[Data in this exercise]
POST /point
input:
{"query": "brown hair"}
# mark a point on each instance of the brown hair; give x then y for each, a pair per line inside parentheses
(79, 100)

[Activity]
Print all the entries above. Keep each one exact.

[Response below]
POST /point
input:
{"query": "brown hair"}
# mark a point on each instance of the brown hair; give x then y for each, a pair per line inside parentheses
(79, 100)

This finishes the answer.